===== Data extract
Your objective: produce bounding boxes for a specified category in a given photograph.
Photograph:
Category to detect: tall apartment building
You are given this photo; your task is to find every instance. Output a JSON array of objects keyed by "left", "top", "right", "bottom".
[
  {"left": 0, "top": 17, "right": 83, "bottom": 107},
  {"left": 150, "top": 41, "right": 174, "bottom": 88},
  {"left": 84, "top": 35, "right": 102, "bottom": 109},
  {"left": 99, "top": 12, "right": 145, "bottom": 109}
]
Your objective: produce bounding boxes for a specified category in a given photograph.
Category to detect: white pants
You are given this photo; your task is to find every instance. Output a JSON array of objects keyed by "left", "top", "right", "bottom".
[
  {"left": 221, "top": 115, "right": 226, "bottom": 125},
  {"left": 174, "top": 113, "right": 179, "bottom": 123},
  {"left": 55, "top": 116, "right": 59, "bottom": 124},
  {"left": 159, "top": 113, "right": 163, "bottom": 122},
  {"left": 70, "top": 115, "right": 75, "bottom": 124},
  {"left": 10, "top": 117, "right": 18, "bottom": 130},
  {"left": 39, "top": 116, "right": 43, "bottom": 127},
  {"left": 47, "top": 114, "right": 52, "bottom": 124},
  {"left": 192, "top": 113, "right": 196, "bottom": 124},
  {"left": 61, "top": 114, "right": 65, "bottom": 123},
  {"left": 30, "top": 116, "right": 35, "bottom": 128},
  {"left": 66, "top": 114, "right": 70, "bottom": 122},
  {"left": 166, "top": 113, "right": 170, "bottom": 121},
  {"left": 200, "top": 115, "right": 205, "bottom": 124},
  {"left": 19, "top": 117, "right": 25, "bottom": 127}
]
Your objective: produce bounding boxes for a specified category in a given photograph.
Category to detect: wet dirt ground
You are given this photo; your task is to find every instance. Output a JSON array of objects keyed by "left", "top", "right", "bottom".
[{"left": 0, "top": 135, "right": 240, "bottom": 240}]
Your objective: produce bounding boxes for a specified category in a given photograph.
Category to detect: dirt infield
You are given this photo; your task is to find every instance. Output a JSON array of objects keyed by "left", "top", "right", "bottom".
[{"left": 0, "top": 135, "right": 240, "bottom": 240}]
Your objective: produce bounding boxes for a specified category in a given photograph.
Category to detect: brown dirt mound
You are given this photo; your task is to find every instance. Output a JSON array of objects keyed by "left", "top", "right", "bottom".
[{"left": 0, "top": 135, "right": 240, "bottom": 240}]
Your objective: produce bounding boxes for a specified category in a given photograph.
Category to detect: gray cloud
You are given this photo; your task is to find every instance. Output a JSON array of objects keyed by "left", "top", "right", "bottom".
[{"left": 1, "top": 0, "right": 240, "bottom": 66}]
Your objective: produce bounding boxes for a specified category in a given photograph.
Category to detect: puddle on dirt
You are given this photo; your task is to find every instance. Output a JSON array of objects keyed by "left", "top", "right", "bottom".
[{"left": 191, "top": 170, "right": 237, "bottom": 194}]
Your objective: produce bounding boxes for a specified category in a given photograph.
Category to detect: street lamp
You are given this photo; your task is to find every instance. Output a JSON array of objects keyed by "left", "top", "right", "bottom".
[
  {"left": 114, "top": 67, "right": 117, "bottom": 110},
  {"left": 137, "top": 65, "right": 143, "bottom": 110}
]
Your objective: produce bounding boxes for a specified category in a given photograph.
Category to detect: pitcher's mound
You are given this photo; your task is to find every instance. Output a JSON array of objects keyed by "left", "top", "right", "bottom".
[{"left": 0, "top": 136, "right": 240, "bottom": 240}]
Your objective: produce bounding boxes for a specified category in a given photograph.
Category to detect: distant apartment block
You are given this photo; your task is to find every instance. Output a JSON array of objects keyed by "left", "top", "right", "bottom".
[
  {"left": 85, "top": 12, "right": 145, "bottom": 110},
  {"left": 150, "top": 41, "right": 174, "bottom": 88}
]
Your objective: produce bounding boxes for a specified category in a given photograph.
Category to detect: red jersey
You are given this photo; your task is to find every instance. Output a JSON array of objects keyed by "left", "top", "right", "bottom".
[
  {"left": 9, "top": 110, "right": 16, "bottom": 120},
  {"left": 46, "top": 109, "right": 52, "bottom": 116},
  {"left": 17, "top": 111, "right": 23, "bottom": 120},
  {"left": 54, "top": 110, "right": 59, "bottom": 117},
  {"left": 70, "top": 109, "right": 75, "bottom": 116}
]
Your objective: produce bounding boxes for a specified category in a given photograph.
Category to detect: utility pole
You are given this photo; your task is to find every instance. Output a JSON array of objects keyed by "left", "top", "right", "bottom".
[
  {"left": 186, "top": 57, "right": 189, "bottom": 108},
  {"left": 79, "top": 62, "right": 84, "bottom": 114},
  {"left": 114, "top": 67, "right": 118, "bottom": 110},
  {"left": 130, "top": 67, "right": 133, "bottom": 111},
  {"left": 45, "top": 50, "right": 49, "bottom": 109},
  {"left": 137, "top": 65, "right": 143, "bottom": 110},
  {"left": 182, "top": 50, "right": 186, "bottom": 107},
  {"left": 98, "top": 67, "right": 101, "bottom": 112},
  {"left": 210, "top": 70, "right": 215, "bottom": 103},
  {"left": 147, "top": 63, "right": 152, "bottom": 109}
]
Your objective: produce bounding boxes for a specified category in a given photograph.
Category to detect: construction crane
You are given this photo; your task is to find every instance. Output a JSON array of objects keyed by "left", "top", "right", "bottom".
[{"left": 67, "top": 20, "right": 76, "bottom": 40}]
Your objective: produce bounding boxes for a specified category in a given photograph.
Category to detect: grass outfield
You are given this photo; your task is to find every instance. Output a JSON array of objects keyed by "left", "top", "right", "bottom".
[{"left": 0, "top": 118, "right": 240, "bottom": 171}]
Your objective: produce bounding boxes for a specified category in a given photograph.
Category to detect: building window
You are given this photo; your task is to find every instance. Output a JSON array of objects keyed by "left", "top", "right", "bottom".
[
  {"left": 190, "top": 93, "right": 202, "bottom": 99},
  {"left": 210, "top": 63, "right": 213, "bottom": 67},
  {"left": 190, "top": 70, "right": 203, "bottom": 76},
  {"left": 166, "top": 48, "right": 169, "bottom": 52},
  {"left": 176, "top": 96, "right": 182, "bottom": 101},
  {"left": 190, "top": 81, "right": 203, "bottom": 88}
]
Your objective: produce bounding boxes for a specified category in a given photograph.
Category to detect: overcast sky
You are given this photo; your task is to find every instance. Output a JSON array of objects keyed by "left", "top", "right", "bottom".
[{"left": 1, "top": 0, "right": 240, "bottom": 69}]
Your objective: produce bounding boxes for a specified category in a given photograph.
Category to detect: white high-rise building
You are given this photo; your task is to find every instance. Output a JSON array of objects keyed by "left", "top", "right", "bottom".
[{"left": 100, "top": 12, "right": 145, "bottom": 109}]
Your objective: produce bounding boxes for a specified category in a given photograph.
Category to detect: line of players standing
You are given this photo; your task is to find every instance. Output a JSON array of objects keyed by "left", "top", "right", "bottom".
==========
Task >> Copy every line of the data that carries the word "apartment".

Solution for this task >>
Category to detect: tall apartment building
Category to detect: distant apartment block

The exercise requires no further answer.